Recorded data →

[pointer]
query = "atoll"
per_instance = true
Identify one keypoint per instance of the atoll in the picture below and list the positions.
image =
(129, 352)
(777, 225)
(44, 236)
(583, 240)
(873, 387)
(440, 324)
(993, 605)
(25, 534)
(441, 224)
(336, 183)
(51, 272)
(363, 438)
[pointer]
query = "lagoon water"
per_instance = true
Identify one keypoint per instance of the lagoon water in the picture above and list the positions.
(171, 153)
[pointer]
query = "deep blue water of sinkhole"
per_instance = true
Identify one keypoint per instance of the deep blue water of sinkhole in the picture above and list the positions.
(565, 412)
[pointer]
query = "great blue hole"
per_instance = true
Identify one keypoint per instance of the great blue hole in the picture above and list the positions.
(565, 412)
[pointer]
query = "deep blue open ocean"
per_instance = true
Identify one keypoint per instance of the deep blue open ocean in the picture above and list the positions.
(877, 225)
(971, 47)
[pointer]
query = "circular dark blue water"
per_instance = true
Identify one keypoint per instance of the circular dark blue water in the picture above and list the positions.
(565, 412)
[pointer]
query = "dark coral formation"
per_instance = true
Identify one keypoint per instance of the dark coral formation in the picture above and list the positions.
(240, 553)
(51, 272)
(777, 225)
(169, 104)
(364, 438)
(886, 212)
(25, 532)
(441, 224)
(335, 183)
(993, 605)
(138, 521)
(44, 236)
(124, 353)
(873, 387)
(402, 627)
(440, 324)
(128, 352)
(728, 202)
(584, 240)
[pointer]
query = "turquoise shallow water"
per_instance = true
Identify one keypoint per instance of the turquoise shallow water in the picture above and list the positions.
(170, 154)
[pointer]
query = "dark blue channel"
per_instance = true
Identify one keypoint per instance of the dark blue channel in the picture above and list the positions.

Exercise brief → Which lines of the material above contain the string "atoll"? Report each of those lines in full, and count only matches whose capitalization is identical.

Response to this task →
query = "atoll"
Identify one keypoint per instance of the atoll in the picture below and list the positions.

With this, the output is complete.